■ Saved dataset items ■
>> Begin

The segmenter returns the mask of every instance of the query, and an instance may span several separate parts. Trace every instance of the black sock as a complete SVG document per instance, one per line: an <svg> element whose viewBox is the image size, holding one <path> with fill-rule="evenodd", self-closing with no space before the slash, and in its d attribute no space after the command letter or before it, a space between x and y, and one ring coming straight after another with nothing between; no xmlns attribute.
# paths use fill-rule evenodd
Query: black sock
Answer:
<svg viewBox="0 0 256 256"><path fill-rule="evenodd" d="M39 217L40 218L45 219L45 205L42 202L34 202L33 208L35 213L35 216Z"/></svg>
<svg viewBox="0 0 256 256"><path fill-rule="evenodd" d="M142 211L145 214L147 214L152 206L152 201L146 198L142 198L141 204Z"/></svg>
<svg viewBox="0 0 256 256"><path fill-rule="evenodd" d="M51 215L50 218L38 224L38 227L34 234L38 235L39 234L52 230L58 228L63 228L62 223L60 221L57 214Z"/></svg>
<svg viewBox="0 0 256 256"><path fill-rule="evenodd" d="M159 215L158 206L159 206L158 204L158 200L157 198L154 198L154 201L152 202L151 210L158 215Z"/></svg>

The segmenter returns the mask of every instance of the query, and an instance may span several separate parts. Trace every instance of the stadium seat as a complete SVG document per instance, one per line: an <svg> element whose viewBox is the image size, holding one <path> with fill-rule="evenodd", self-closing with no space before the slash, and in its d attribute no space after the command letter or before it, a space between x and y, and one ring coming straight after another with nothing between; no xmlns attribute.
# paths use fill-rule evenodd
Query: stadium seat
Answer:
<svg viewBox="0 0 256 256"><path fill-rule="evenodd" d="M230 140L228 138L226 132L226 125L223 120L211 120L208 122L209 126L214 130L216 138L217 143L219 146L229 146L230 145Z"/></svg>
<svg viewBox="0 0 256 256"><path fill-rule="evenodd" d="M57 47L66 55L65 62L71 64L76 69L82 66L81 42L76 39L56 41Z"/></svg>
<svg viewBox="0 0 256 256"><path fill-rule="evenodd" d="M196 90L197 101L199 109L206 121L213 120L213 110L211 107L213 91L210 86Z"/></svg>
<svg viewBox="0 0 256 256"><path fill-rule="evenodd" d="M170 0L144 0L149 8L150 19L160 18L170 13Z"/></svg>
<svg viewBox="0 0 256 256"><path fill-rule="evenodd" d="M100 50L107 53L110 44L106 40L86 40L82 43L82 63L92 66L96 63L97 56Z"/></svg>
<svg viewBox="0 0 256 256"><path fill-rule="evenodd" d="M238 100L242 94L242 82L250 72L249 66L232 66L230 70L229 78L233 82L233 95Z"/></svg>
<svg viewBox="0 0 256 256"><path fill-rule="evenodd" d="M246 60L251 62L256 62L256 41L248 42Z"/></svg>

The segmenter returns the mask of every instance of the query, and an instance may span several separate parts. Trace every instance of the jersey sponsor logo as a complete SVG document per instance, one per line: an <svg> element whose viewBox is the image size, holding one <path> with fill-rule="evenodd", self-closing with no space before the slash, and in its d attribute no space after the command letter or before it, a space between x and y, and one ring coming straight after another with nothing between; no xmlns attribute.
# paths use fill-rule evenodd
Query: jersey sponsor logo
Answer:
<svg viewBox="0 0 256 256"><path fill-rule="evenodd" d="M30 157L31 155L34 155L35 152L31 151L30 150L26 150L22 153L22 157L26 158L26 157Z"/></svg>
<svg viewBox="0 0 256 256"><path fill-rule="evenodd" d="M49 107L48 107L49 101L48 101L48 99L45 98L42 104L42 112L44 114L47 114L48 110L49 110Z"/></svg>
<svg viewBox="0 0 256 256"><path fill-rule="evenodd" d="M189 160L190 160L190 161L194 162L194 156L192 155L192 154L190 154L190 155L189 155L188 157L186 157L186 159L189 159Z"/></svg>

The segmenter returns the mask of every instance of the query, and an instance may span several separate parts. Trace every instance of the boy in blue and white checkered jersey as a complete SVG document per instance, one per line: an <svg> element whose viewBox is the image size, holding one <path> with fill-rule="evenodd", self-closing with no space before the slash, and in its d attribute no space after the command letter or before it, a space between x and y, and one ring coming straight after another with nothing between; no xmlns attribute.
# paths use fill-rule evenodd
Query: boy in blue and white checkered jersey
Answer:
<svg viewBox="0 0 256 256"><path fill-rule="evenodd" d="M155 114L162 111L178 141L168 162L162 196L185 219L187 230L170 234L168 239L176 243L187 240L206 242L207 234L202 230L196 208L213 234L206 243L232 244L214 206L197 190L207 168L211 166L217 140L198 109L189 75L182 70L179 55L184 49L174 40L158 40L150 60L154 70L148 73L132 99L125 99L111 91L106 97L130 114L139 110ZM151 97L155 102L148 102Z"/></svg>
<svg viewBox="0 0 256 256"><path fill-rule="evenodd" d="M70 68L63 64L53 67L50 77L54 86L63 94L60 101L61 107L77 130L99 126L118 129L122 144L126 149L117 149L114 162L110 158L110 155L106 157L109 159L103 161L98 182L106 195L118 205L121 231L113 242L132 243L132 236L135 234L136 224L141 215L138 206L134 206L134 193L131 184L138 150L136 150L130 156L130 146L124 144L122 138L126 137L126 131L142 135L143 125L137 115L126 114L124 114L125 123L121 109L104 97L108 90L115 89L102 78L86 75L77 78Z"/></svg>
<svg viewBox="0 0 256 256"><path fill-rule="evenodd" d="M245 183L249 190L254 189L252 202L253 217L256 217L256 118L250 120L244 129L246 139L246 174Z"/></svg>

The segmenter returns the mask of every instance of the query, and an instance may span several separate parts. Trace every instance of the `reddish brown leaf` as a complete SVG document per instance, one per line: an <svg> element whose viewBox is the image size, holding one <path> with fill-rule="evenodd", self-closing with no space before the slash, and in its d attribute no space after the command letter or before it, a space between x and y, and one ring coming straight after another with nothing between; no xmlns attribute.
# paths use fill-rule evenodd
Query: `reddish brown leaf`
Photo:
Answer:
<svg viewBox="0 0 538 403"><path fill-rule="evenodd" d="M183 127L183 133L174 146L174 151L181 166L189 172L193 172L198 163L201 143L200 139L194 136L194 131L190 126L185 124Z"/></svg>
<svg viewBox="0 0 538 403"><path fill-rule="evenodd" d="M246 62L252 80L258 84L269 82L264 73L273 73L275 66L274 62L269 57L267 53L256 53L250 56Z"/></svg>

>> End

■ DIRECTION ■
Please reproduce the entire listing above verbatim, with nothing changed, left out, or added.

■ WRITTEN ANSWER ■
The segmenter returns the mask of every instance of the query, and an instance may span several separate parts. Trace every instance of the black sock as a complete SVG document per instance, one per line: an <svg> element whose viewBox is the image size, holding one <path> with fill-rule="evenodd", self-closing with no space before the slash, and in its d attribute no space after the command letter or before it, a space between x and y, and one ring coming straight after another with nothing between; no xmlns attribute.
# paths use fill-rule evenodd
Query: black sock
Answer:
<svg viewBox="0 0 256 256"><path fill-rule="evenodd" d="M39 217L40 218L45 219L45 205L42 202L34 202L33 208L35 213L35 216Z"/></svg>
<svg viewBox="0 0 256 256"><path fill-rule="evenodd" d="M142 211L145 214L147 214L152 206L152 201L146 198L142 198L141 204Z"/></svg>
<svg viewBox="0 0 256 256"><path fill-rule="evenodd" d="M51 215L50 218L38 224L38 227L34 234L38 235L39 234L52 230L58 228L63 228L62 223L60 221L57 214Z"/></svg>
<svg viewBox="0 0 256 256"><path fill-rule="evenodd" d="M159 215L158 206L159 206L158 204L158 200L157 198L154 198L154 201L152 202L151 210L158 215Z"/></svg>

The segmenter returns the mask of every instance of the query, and an instance may span several separate parts. Trace every instance of the stadium seat as a complete SVG document per instance, one per line: an <svg> element whose viewBox is the image size, holding one <path> with fill-rule="evenodd", self-closing with no space before the slash, and in its d attribute no space after the command letter or before it, a space between x and y, and one ring coming straight after another with nothing between; no xmlns attribute.
# paths use fill-rule evenodd
Query: stadium seat
Answer:
<svg viewBox="0 0 256 256"><path fill-rule="evenodd" d="M230 140L228 138L226 132L226 125L223 120L211 120L208 122L209 126L214 130L216 138L217 143L219 146L229 146L230 145Z"/></svg>
<svg viewBox="0 0 256 256"><path fill-rule="evenodd" d="M57 47L66 55L65 62L71 64L76 69L82 66L81 42L76 39L56 41Z"/></svg>
<svg viewBox="0 0 256 256"><path fill-rule="evenodd" d="M196 90L197 101L199 109L206 121L213 120L213 110L211 107L213 91L210 86Z"/></svg>
<svg viewBox="0 0 256 256"><path fill-rule="evenodd" d="M170 0L144 0L149 8L150 19L160 18L170 13Z"/></svg>
<svg viewBox="0 0 256 256"><path fill-rule="evenodd" d="M100 50L107 53L110 44L106 40L86 40L82 43L82 63L92 66L96 63L97 56Z"/></svg>
<svg viewBox="0 0 256 256"><path fill-rule="evenodd" d="M238 100L242 94L242 82L250 72L249 66L232 66L230 70L229 78L233 82L233 95Z"/></svg>
<svg viewBox="0 0 256 256"><path fill-rule="evenodd" d="M246 60L251 62L256 62L256 41L248 42Z"/></svg>

The segmenter returns the mask of every instance of the query, and an instance may span several separate parts. Trace every instance of the jersey sponsor logo as a complete SVG document per instance, one per line: an <svg> element whose viewBox is the image size, holding one <path> with fill-rule="evenodd", self-closing with no space before the slash, and in its d attribute no space after the command letter or before it, a space between x and y, and one ring coming straight after another with nothing between; no xmlns attribute.
# paths use fill-rule evenodd
Query: jersey sponsor logo
Answer:
<svg viewBox="0 0 256 256"><path fill-rule="evenodd" d="M30 157L31 155L34 155L35 152L31 151L30 150L26 150L22 153L22 157L26 158L26 157Z"/></svg>
<svg viewBox="0 0 256 256"><path fill-rule="evenodd" d="M49 107L48 107L49 101L48 101L48 99L45 98L42 104L42 112L44 114L47 114L48 110L49 110Z"/></svg>
<svg viewBox="0 0 256 256"><path fill-rule="evenodd" d="M189 160L190 160L190 161L194 162L194 156L192 155L192 154L190 154L190 155L189 155L188 157L186 157L186 159L189 159Z"/></svg>

The segmenter returns the mask of every instance of the query, and an instance may span several separate parts. Trace every instance of the boy in blue and white checkered jersey as a complete SVG document per instance, one per line: an <svg> element whose viewBox is the image size, holding one <path> with fill-rule="evenodd", self-closing with no space before the slash, and in its d attribute no space after the command letter or before it, a space between x and y, and one ring coming straight after another with nothing between; no xmlns attribute.
# paths use fill-rule evenodd
Query: boy in blue and white checkered jersey
Answer:
<svg viewBox="0 0 256 256"><path fill-rule="evenodd" d="M155 114L162 111L178 141L168 162L162 196L185 219L187 230L170 234L168 239L176 243L187 240L206 242L207 234L202 230L196 208L213 234L206 243L232 244L214 206L197 190L207 168L211 166L217 140L198 109L189 75L182 70L179 55L184 49L174 40L158 40L150 60L154 70L148 73L132 99L125 99L111 91L106 97L130 114L139 110ZM151 97L155 102L148 102Z"/></svg>
<svg viewBox="0 0 256 256"><path fill-rule="evenodd" d="M70 68L63 64L53 67L50 77L54 86L63 94L60 101L61 107L77 130L99 126L118 129L122 144L126 149L117 149L114 162L110 158L110 155L106 157L109 159L103 161L98 182L106 195L118 205L121 231L113 242L132 243L132 236L135 234L136 224L141 215L138 206L134 206L134 193L131 184L138 150L136 150L130 156L130 146L124 144L122 138L126 137L126 131L142 135L143 125L137 115L126 114L124 114L125 123L121 109L104 97L108 90L115 89L102 78L86 75L77 78Z"/></svg>
<svg viewBox="0 0 256 256"><path fill-rule="evenodd" d="M245 183L249 190L254 189L252 202L253 217L256 217L256 118L250 120L244 129L246 139L246 174Z"/></svg>

The segmenter returns the mask of every instance of the query, and an instance may span several separate parts. Trace every instance of the `reddish brown leaf` as a complete SVG document per instance, one per line: an <svg> element whose viewBox is the image size, holding one <path> with fill-rule="evenodd", self-closing with no space before the slash, and in its d attribute no space after the command letter or before it, a space between x and y, and one ring coming straight after another with nothing between; no xmlns attribute.
# paths use fill-rule evenodd
Query: `reddish brown leaf`
Photo:
Answer:
<svg viewBox="0 0 538 403"><path fill-rule="evenodd" d="M183 127L183 133L174 146L174 151L181 166L189 172L193 172L198 163L201 143L200 139L194 136L194 131L190 126L185 124Z"/></svg>
<svg viewBox="0 0 538 403"><path fill-rule="evenodd" d="M246 62L252 80L258 84L269 82L264 73L273 73L275 66L274 62L269 57L267 53L256 53L250 56Z"/></svg>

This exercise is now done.